> Set problem a
Quote everything in the listing below from the line containing "Task: place one keypoint per instance of the red and" down to the end of the listing, and leave the pictures out of your answer.

The present invention relates generally to gas turbine engines, and, more specifically, to film cooling of walls therein such as those found in rotor blades, stator vanes, combustion liners and exhaust nozzles, for example.

BACKGROUND OF THE INVENTION

Gas turbine engines include a compressor for compressing ambient airflow which is then mixed with fuel in a combustor and ignited for generating hot combustion gases which flow downstream over rotor blades, stator vanes, and out an exhaust nozzle, These components over which flows the hot combustion gases must, therefore, be suitably cooled to provide a suitable useful life thereof, which cooling uses a portion of the compressed air itself bled from the compressor.

For example, a rotor blade or stator vane includes a hollow airfoil the outside of which is in contact with the combustion gases, and the inside of which is provided with cooling air for cooling the airfoil. Film cooling holes are typically provided through the wall of the airfoil for channeling the cooling air through the wall for discharge to the outside of the airfoil at a shallow angle relative to the flow direction of the combustion gases thereover to form a film cooling layer of air to protect the airfoil from the hot combustion gases and for cooling the airfoil. In order to prevent the combustion gases from flowing backwardly into the airfoil through the film holes, the pressure of the cooling air inside the airfoil is maintained at a greater level than the pressure of the combustion gases outside the airfoil to ensure only forward flow of the cooling air through the film holes and not backflow of the combustion gases therein. The ratio of the pressure inside the airfoil to outside the airfoil is conventionally known as the backflow margin which is suitably greater than 1.0 for preventing backflow.

> Data section
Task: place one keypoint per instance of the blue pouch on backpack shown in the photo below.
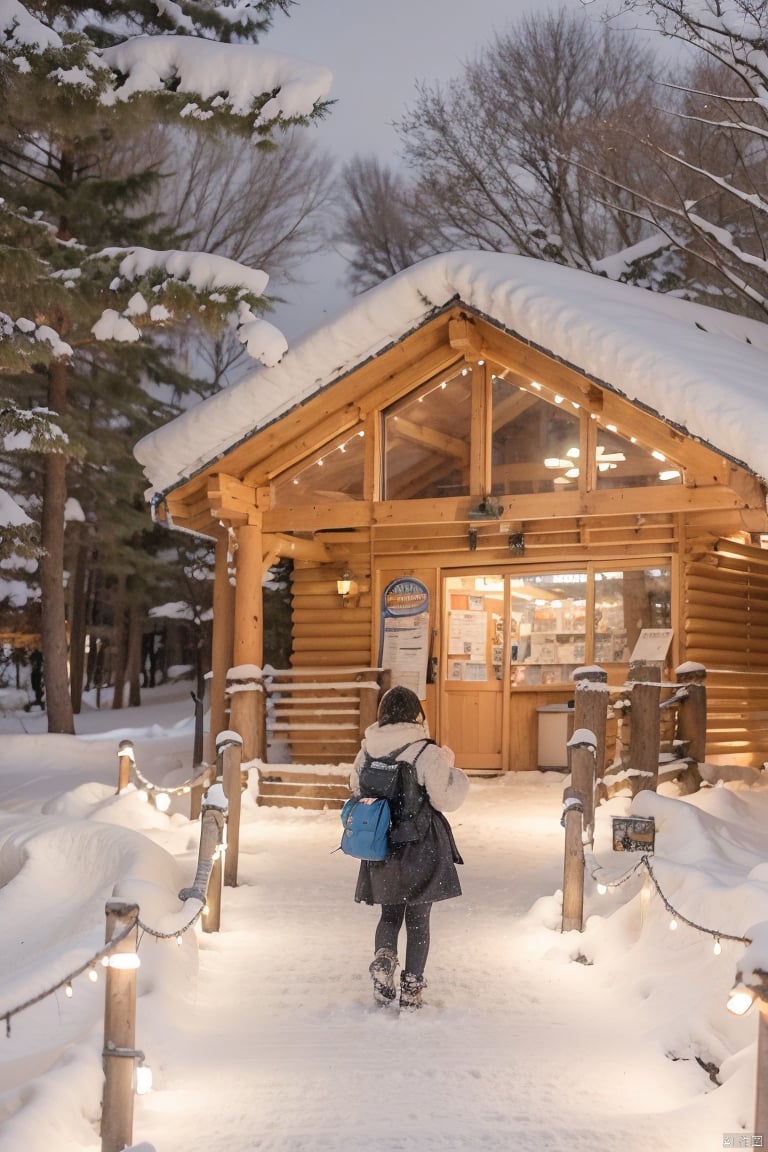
(366, 828)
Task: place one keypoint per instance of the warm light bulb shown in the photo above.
(122, 960)
(143, 1078)
(739, 1000)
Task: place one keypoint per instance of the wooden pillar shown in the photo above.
(369, 694)
(206, 886)
(222, 643)
(580, 751)
(126, 762)
(572, 863)
(692, 713)
(645, 724)
(119, 1030)
(246, 706)
(230, 749)
(591, 713)
(761, 1082)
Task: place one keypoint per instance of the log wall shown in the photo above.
(725, 627)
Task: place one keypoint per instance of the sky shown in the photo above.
(378, 52)
(264, 1038)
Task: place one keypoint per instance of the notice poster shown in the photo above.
(652, 644)
(468, 635)
(405, 634)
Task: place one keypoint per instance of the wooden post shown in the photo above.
(126, 762)
(222, 641)
(369, 692)
(246, 707)
(232, 750)
(645, 724)
(212, 917)
(591, 710)
(119, 1030)
(761, 1077)
(206, 886)
(573, 863)
(580, 750)
(692, 712)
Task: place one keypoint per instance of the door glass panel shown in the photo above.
(547, 627)
(624, 603)
(427, 440)
(535, 440)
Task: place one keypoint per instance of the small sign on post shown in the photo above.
(633, 834)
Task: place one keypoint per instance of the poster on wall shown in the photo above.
(404, 645)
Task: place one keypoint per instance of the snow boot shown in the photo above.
(382, 974)
(410, 991)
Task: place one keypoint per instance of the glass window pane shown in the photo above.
(535, 439)
(623, 463)
(333, 474)
(427, 440)
(547, 627)
(625, 603)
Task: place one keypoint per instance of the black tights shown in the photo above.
(417, 929)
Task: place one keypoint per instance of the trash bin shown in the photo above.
(555, 721)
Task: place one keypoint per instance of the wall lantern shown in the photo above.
(752, 987)
(344, 583)
(348, 590)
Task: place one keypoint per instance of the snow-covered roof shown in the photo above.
(702, 370)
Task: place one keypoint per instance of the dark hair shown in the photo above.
(400, 705)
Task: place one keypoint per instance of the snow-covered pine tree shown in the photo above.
(83, 270)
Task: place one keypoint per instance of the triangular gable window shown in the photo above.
(333, 474)
(535, 442)
(427, 440)
(538, 446)
(624, 463)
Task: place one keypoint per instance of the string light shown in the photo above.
(107, 957)
(677, 917)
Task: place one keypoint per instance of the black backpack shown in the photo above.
(388, 778)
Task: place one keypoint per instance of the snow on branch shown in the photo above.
(236, 75)
(215, 275)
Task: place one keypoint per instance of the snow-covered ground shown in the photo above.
(263, 1036)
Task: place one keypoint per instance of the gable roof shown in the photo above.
(700, 369)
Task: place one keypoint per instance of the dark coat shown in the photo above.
(424, 870)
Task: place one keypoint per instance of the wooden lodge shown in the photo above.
(488, 472)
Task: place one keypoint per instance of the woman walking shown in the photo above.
(417, 872)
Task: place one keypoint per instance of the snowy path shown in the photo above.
(296, 1059)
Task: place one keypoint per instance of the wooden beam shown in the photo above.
(278, 545)
(464, 338)
(433, 439)
(230, 500)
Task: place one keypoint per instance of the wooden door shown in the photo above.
(472, 669)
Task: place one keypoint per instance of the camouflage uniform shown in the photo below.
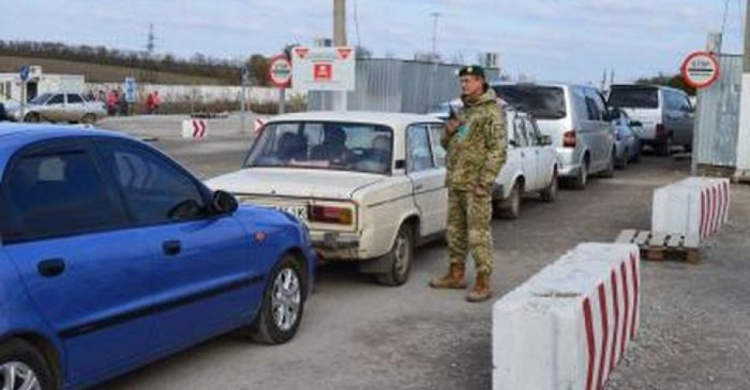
(475, 158)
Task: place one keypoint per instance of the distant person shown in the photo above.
(112, 99)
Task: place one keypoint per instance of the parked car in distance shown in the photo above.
(532, 164)
(113, 256)
(59, 107)
(627, 139)
(577, 121)
(667, 114)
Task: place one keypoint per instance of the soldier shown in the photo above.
(476, 146)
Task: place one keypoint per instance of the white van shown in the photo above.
(576, 119)
(666, 114)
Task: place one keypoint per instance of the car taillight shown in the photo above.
(661, 131)
(328, 214)
(569, 139)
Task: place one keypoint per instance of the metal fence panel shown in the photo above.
(717, 121)
(391, 85)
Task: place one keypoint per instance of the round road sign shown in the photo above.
(281, 71)
(700, 69)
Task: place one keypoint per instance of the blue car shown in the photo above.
(113, 255)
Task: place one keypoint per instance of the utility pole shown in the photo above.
(436, 16)
(339, 39)
(743, 137)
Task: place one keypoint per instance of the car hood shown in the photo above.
(307, 183)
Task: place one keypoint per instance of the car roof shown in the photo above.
(14, 136)
(394, 120)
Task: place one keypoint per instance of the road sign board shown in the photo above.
(323, 68)
(700, 69)
(24, 73)
(130, 90)
(280, 70)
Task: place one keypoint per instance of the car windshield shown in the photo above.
(41, 99)
(355, 147)
(542, 102)
(634, 97)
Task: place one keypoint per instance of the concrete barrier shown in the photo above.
(568, 326)
(194, 128)
(695, 207)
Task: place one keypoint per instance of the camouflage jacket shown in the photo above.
(476, 152)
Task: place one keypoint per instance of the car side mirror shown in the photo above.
(224, 203)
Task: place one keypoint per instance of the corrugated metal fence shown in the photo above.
(397, 86)
(718, 117)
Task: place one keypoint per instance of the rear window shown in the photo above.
(634, 97)
(542, 102)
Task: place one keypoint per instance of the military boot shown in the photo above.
(453, 280)
(481, 291)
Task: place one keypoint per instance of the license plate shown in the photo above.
(298, 211)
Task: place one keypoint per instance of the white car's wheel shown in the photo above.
(399, 259)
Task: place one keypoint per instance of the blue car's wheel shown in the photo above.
(23, 367)
(283, 303)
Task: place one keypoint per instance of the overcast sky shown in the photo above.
(563, 40)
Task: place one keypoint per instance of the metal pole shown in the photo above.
(282, 101)
(23, 102)
(743, 137)
(339, 39)
(243, 108)
(435, 15)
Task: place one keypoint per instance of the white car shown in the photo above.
(59, 107)
(532, 164)
(370, 186)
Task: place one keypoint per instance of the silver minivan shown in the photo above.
(576, 119)
(666, 114)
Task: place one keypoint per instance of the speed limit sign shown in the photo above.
(700, 69)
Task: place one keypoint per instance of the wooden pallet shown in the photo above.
(660, 247)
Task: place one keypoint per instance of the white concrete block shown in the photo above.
(569, 325)
(695, 207)
(194, 128)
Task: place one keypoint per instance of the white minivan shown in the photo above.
(666, 114)
(577, 121)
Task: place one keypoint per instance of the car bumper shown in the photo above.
(336, 246)
(570, 165)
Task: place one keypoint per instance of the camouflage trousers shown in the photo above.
(469, 231)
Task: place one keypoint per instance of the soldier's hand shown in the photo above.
(481, 191)
(452, 126)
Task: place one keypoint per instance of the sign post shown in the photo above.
(24, 75)
(325, 69)
(280, 70)
(700, 69)
(244, 81)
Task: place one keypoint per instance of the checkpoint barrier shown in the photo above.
(194, 128)
(569, 325)
(695, 207)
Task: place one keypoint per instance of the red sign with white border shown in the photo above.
(700, 69)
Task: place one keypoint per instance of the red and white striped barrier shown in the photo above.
(568, 326)
(695, 207)
(194, 128)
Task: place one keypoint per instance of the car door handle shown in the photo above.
(51, 267)
(172, 247)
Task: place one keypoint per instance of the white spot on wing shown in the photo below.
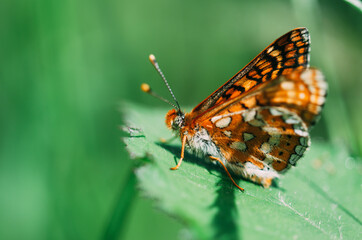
(248, 136)
(238, 146)
(266, 148)
(224, 122)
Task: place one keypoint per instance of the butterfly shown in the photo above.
(257, 124)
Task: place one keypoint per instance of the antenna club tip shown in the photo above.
(145, 87)
(152, 58)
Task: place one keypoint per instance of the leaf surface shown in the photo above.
(318, 199)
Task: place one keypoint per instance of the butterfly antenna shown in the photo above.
(147, 89)
(155, 64)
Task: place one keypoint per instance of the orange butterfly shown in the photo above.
(256, 124)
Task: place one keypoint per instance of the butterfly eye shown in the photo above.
(178, 122)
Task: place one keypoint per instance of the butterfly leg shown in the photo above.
(182, 153)
(226, 170)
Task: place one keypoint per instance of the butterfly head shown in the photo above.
(175, 119)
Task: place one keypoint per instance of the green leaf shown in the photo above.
(318, 199)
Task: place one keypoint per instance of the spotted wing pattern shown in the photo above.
(287, 53)
(260, 142)
(266, 132)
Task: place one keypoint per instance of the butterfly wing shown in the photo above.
(290, 51)
(260, 142)
(266, 132)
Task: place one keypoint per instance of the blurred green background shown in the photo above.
(66, 66)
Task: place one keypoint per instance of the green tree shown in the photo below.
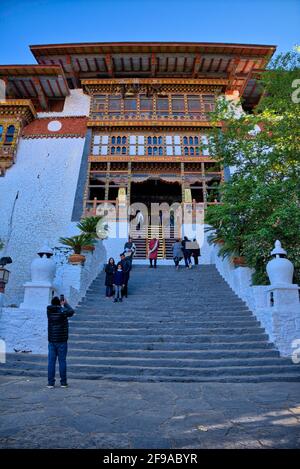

> Set problem b
Answer these questions about the passage on gas turbine film cooling:
(i) From which engine part is the air used for cooling bled?
(ii) At what kind of angle, relative to the flow direction of the combustion gases, do the film cooling holes discharge the cooling air?
(iii) What is the ratio of the pressure inside the airfoil to the pressure outside it conventionally called?

> Problem solution a
Task: place one keypoint per instance of the red and white striped barrier shown in the photo above.
(568, 326)
(695, 207)
(194, 128)
Task: place one keypoint per instance of the car door handle shown in the photo above.
(51, 267)
(172, 247)
Task: place one keypoint per instance of the white spot on wing shown in the photo below.
(248, 136)
(238, 146)
(266, 148)
(224, 122)
Task: place one keypoint per instance of the butterfly shown in the photo above.
(257, 124)
Task: place one keypoint per instance of the antenna club tip shown in the photo above.
(145, 87)
(152, 58)
Task: place one keypoint per instance of the leaf surface shown in the photo above.
(318, 199)
Task: place one keypoint per instance of the butterfly antenna shown in the photo above.
(147, 89)
(155, 64)
Task: place one keypoint per instance of the orange butterfly shown in the photo above.
(256, 124)
Task: place one keypoint per instance of the butterfly eye shown in the photo above.
(178, 122)
Task: place one keypoint per instance of the butterfly leg shown in the photo above.
(182, 153)
(226, 170)
Task: place one keypoint per instance of the butterfly head shown in the photo above.
(175, 119)
Task: place one keypoint per instance of the green leaf shown in the photo above.
(318, 199)
Task: place one keypoint per instance of the spotted wing pattern shown in the photo above.
(287, 53)
(260, 142)
(266, 132)
Task: place one keypoint per instance of the butterfly wing shown in the photo above.
(290, 51)
(260, 142)
(266, 132)
Task: place one keypoint per instance of the blurred green background shown in the photo above.
(66, 66)
Task: place one keypoint per instance of the green tree shown in the photo below.

> Problem solution b
(i) The compressor.
(ii) A shallow angle.
(iii) The backflow margin.